What you are asked to do: Repeat the records below exactly, leaving out every picture.

[[ Information supplied open ]]

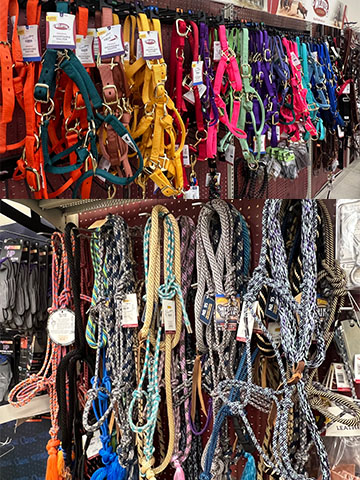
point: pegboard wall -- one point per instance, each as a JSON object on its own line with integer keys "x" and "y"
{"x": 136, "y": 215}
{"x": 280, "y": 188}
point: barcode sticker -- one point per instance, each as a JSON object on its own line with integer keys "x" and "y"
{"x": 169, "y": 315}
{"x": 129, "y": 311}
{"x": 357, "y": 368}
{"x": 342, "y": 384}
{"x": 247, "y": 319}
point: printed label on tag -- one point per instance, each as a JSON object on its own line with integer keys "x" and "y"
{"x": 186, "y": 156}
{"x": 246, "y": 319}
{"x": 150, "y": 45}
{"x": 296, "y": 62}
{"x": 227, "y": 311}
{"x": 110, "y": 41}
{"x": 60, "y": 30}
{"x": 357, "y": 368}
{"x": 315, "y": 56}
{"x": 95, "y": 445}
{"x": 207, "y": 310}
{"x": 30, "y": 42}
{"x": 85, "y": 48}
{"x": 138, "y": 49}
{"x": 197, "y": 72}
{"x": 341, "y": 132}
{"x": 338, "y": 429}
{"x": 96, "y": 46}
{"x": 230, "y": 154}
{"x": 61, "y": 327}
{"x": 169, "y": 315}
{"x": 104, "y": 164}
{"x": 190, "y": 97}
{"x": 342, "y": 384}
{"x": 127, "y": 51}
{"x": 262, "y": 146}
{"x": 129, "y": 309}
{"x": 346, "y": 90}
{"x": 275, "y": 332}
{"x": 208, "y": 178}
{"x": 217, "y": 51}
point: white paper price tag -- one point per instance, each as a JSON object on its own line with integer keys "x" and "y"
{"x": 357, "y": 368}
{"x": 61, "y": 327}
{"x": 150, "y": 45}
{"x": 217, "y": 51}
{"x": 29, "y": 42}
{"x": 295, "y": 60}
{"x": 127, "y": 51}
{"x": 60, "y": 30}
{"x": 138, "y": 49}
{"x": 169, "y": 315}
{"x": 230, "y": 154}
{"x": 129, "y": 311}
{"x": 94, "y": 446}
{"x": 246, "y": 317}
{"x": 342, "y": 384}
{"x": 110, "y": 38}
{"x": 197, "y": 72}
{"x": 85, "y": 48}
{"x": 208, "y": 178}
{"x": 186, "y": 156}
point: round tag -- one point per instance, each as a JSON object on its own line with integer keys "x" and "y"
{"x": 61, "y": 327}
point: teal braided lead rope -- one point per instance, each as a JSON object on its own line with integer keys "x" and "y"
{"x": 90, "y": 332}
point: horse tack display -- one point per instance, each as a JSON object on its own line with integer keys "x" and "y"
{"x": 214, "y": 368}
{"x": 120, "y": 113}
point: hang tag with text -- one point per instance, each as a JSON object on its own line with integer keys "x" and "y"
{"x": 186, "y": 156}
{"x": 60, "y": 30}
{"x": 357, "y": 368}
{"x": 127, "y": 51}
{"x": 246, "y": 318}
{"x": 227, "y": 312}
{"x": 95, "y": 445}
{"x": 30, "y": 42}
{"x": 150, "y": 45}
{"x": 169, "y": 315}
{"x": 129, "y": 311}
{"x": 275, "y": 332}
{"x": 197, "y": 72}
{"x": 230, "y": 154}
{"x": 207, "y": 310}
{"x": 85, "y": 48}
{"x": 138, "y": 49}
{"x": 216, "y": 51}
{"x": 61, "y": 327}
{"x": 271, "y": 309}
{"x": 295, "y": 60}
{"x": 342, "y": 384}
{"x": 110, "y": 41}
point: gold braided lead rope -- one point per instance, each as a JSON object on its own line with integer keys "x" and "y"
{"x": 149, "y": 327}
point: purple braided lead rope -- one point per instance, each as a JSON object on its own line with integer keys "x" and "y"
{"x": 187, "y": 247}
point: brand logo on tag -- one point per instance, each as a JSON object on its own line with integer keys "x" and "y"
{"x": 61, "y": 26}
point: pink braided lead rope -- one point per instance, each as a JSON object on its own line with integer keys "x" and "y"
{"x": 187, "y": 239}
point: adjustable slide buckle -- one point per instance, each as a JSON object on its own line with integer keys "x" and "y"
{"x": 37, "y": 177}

[[ Information supplied closed ]]

Response to this task:
point: pegboard wall -- one point per instance, each as a JSON object on its own line with integer keys "x" and "y"
{"x": 136, "y": 215}
{"x": 280, "y": 188}
point: barcode sticker -- one point per instance, each as a JSON object on its own line with integer keys "x" and "y"
{"x": 169, "y": 315}
{"x": 129, "y": 311}
{"x": 357, "y": 368}
{"x": 342, "y": 384}
{"x": 247, "y": 319}
point: printed label on tag -- one point per instance, each as a JSON object on its own line with integer keys "x" and "y"
{"x": 186, "y": 156}
{"x": 246, "y": 319}
{"x": 150, "y": 45}
{"x": 296, "y": 62}
{"x": 227, "y": 311}
{"x": 110, "y": 41}
{"x": 60, "y": 30}
{"x": 357, "y": 368}
{"x": 315, "y": 56}
{"x": 95, "y": 445}
{"x": 207, "y": 310}
{"x": 30, "y": 42}
{"x": 85, "y": 48}
{"x": 138, "y": 49}
{"x": 197, "y": 72}
{"x": 341, "y": 132}
{"x": 338, "y": 429}
{"x": 96, "y": 46}
{"x": 230, "y": 154}
{"x": 61, "y": 327}
{"x": 169, "y": 315}
{"x": 104, "y": 164}
{"x": 190, "y": 97}
{"x": 342, "y": 384}
{"x": 127, "y": 51}
{"x": 262, "y": 146}
{"x": 129, "y": 309}
{"x": 346, "y": 90}
{"x": 275, "y": 332}
{"x": 208, "y": 178}
{"x": 217, "y": 51}
point: white paper price tag -- one point per instance, each as a JSON object on its own line with integer keys "x" and "y"
{"x": 357, "y": 368}
{"x": 61, "y": 327}
{"x": 150, "y": 45}
{"x": 217, "y": 51}
{"x": 29, "y": 42}
{"x": 295, "y": 60}
{"x": 127, "y": 51}
{"x": 60, "y": 30}
{"x": 138, "y": 49}
{"x": 169, "y": 315}
{"x": 230, "y": 154}
{"x": 129, "y": 311}
{"x": 94, "y": 446}
{"x": 246, "y": 317}
{"x": 342, "y": 384}
{"x": 110, "y": 38}
{"x": 197, "y": 72}
{"x": 85, "y": 48}
{"x": 208, "y": 178}
{"x": 186, "y": 156}
point: round tag -- one point per instance, each as a JSON object on its own line with integer keys "x" and "y"
{"x": 61, "y": 327}
point: teal braided lead rope -- one point per instance, each as a JSON object on its own line with integer keys "x" and "y"
{"x": 90, "y": 332}
point: horse tack display -- one point per instance, each as a JSON object on its own line with integer keys "x" and "y"
{"x": 214, "y": 368}
{"x": 120, "y": 113}
point: hang tag with text -- one point per instance, each as a JSON object on its own line with integer keys "x" and "y"
{"x": 186, "y": 156}
{"x": 60, "y": 30}
{"x": 357, "y": 368}
{"x": 127, "y": 51}
{"x": 246, "y": 318}
{"x": 227, "y": 312}
{"x": 95, "y": 445}
{"x": 30, "y": 42}
{"x": 150, "y": 45}
{"x": 169, "y": 315}
{"x": 129, "y": 311}
{"x": 275, "y": 332}
{"x": 197, "y": 72}
{"x": 230, "y": 154}
{"x": 207, "y": 310}
{"x": 85, "y": 48}
{"x": 138, "y": 49}
{"x": 216, "y": 51}
{"x": 61, "y": 327}
{"x": 271, "y": 309}
{"x": 295, "y": 60}
{"x": 342, "y": 384}
{"x": 110, "y": 41}
point: gold braided lead rope -- one point per instance, each as a JSON object on its own line with integer keys "x" and "y"
{"x": 149, "y": 327}
point: purple braided lead rope -- one point per instance, each as a JSON object on its own line with integer keys "x" and "y"
{"x": 187, "y": 247}
point: brand logo on tag -- one point per instance, each as a JSON object on its own line with integer keys "x" and "y"
{"x": 61, "y": 26}
point: pink braided lead rope -- one point per instance, each as a JSON object on its own line with integer keys "x" and "y"
{"x": 187, "y": 239}
point: adjustable slide buckle -- one point per instance, each as a JSON object on its own line with integer keys "x" and "y"
{"x": 37, "y": 177}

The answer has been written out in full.